_Цель задания_:
Выпишите все слова с заглавной буквы из текста о задачах общей психологии.

_Текст для изучения_:
►

Фиксация этих двух абстракций — не столько попытка запоздалой методологической самокритики, сколько указание на продуктивные линии исследования, существенные для исполнения того заказа, который взяла на себя общая психология. Первая из этих намечаемых исследовательских перспектив состоит в изучении «молитвенной культуры переживания». Здесь для отечественной психологии, и в особенности для развивающейся в ней культурно-исторической школы, открываются редкие научные возможности — изучения древней и в то же время живой духовной традиции, какой является Православие, причем традиции, в которой душевная жизнь и способы влияния на нее были предметом самого пристального внимания и глубочайшего осмысления93.

◄

_Выбранные строки_:
►

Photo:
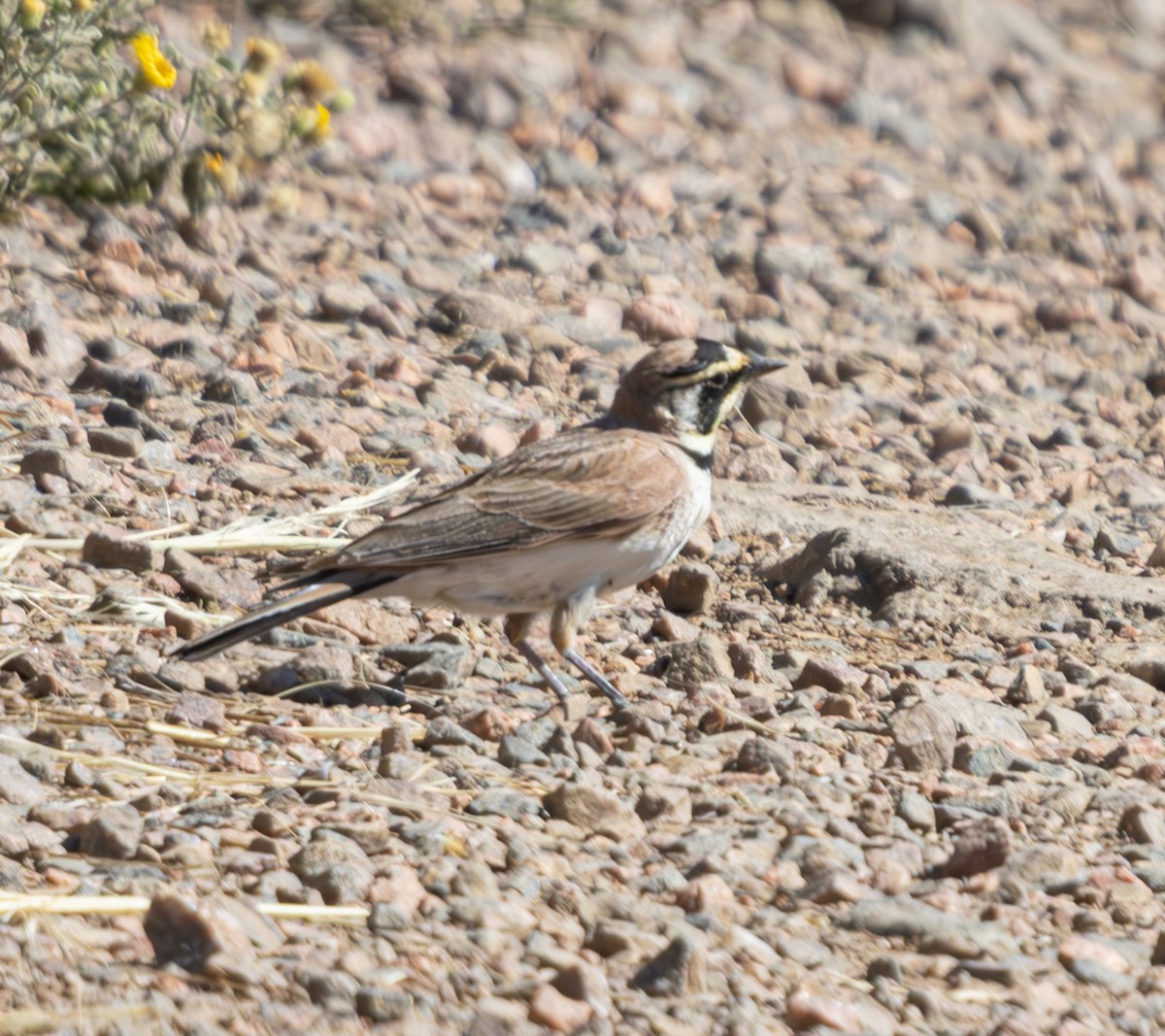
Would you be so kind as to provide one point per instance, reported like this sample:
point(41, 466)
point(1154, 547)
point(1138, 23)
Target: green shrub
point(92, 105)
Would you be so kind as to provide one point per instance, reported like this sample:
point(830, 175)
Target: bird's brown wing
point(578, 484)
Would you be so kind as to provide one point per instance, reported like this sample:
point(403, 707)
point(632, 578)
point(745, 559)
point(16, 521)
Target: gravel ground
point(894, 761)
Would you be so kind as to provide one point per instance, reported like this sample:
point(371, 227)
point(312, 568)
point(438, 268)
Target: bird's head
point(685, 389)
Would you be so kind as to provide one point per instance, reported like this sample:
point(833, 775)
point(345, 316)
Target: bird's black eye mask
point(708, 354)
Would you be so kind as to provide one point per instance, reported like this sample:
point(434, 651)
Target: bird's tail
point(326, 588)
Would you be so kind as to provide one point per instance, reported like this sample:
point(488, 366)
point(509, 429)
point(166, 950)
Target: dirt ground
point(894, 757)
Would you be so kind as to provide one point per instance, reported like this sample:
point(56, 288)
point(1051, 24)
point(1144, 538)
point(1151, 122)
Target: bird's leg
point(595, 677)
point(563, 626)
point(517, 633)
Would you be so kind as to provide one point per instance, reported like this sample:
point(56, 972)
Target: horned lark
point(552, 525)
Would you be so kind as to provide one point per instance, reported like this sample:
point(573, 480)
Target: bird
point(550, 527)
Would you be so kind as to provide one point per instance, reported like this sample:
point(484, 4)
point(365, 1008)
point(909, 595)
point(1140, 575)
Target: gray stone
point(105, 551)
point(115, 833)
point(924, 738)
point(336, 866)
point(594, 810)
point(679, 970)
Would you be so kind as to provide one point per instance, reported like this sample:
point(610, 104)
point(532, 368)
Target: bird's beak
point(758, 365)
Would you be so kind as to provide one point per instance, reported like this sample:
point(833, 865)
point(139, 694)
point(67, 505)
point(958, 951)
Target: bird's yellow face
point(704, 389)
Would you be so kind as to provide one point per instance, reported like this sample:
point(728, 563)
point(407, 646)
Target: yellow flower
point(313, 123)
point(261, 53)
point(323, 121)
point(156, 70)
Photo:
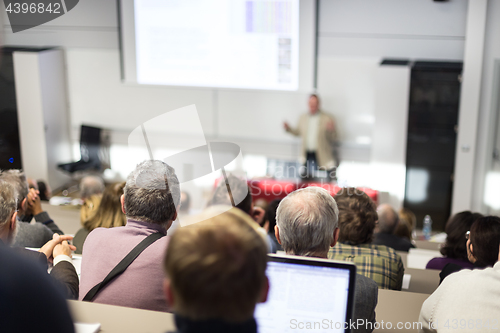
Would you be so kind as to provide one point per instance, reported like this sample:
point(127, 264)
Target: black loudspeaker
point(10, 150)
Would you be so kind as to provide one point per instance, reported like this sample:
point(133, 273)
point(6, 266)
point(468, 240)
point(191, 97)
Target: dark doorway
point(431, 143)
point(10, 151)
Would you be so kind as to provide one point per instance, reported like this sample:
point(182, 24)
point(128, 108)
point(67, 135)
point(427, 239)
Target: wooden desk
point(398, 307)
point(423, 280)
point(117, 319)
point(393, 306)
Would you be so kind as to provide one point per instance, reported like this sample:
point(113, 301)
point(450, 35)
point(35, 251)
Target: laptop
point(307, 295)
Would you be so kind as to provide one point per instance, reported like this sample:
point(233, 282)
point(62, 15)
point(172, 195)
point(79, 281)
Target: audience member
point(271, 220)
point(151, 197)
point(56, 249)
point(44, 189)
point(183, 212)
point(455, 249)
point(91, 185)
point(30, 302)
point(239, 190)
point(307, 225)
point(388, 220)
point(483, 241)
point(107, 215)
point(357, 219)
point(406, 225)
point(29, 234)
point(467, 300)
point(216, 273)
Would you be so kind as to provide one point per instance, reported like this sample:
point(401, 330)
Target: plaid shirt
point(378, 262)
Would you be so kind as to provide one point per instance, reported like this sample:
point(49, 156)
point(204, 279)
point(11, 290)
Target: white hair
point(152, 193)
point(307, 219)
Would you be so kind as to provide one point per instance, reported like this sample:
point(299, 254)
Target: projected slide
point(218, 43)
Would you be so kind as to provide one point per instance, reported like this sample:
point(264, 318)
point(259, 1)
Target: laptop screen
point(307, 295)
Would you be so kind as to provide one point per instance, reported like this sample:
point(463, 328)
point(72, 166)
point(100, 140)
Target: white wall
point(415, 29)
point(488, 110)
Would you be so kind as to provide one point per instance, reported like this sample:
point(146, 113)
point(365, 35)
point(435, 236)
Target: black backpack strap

◄
►

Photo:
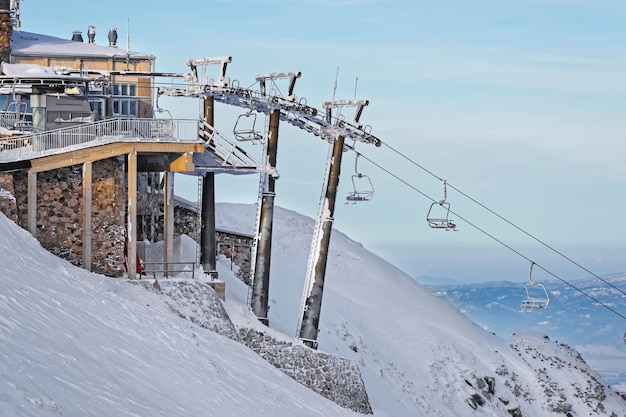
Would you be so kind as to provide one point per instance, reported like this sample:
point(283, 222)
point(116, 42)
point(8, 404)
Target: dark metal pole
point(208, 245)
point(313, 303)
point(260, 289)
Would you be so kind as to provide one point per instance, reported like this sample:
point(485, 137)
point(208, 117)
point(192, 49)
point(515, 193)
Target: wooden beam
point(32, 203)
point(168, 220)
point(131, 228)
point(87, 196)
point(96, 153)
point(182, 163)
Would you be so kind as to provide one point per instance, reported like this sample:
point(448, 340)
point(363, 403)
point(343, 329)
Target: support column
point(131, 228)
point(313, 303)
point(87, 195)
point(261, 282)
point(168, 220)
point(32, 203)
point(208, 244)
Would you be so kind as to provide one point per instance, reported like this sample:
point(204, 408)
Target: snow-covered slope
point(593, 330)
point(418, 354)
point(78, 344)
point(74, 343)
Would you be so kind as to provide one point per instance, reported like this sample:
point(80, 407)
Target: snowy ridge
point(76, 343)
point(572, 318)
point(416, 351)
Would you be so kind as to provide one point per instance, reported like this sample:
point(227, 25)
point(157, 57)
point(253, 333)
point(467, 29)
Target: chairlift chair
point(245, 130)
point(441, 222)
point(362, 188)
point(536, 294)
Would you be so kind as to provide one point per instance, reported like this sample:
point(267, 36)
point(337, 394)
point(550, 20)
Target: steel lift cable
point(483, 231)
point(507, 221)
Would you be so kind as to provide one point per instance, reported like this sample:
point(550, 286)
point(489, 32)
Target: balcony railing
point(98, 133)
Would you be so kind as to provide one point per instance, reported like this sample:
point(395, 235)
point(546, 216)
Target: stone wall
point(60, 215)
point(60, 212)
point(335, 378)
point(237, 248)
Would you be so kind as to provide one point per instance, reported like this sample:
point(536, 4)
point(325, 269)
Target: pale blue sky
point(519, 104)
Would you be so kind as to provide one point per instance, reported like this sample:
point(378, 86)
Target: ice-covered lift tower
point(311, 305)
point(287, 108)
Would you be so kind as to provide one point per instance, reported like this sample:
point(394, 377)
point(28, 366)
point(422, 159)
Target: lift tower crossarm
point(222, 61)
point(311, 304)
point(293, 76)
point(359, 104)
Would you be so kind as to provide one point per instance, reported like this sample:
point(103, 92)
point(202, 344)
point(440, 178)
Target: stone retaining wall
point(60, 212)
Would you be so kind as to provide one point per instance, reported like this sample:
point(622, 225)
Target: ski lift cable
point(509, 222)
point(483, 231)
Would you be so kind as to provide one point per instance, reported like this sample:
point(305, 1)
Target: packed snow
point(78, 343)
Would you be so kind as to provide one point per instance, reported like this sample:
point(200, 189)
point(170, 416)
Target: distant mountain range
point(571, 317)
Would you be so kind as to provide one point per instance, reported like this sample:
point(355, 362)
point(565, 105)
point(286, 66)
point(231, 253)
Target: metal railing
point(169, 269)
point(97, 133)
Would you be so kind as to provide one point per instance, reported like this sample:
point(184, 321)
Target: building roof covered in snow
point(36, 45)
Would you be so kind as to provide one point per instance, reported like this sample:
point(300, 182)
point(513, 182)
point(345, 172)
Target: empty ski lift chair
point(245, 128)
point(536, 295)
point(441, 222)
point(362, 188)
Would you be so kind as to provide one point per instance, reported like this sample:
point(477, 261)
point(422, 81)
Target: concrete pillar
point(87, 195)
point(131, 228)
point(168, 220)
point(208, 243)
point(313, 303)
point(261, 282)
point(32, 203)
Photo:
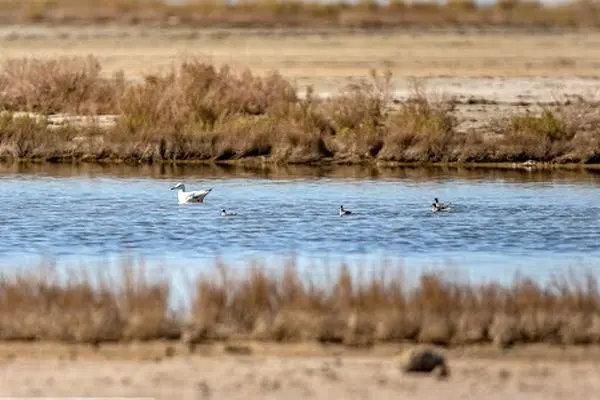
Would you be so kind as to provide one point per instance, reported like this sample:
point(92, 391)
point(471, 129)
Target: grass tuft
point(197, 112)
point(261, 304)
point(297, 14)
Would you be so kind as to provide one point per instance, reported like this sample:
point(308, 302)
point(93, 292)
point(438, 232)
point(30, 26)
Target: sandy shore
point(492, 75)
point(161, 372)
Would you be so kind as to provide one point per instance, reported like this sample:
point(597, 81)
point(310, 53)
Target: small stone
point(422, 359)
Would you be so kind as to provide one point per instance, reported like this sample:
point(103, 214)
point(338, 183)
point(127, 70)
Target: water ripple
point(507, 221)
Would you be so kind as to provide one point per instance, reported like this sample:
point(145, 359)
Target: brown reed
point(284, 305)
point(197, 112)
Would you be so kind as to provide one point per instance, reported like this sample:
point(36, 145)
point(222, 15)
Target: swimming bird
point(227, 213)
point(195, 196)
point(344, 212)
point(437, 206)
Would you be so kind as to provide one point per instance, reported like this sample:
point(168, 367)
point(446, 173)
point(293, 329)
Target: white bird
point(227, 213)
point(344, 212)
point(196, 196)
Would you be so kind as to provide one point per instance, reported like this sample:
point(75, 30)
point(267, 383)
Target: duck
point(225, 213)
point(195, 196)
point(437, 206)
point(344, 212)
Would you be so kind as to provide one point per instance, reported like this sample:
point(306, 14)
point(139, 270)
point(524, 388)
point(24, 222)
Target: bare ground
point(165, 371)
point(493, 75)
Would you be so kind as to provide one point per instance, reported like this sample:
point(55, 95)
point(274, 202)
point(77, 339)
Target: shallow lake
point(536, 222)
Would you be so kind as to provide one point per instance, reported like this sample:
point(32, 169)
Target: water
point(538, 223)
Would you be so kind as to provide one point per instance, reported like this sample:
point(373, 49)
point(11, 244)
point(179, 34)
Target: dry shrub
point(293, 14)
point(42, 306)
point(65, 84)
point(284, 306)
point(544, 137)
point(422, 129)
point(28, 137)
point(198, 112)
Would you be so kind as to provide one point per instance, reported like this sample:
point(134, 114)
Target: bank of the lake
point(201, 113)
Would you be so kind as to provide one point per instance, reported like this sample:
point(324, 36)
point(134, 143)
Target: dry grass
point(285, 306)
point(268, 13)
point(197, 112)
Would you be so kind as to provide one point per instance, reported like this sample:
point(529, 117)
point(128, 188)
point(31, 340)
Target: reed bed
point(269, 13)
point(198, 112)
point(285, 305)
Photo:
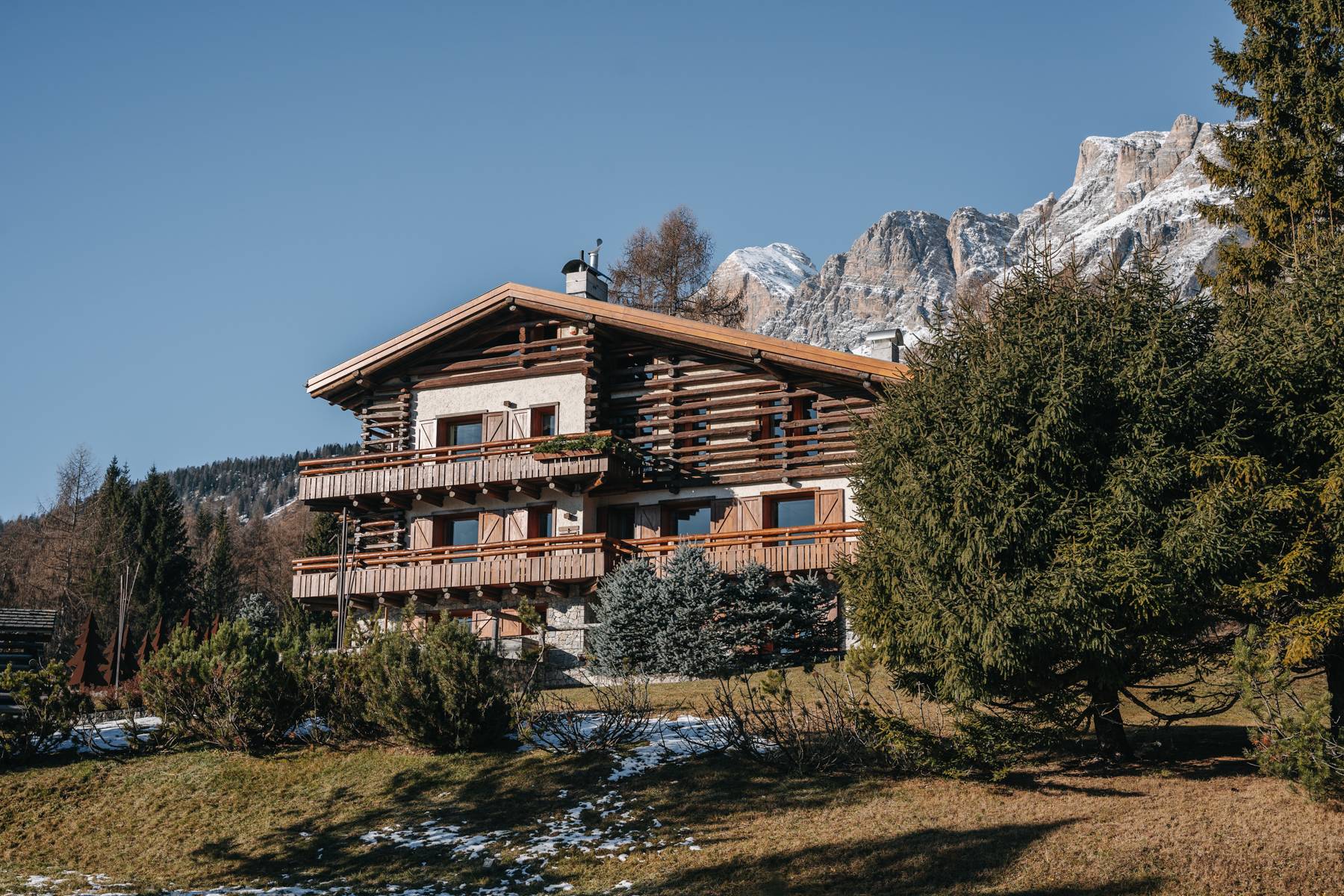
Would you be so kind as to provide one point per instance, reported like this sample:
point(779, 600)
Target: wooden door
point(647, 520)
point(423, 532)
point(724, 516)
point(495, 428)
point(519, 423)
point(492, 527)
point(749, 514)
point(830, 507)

◄

_Письменное решение_:
Фиксация, Первая, Здесь, Православие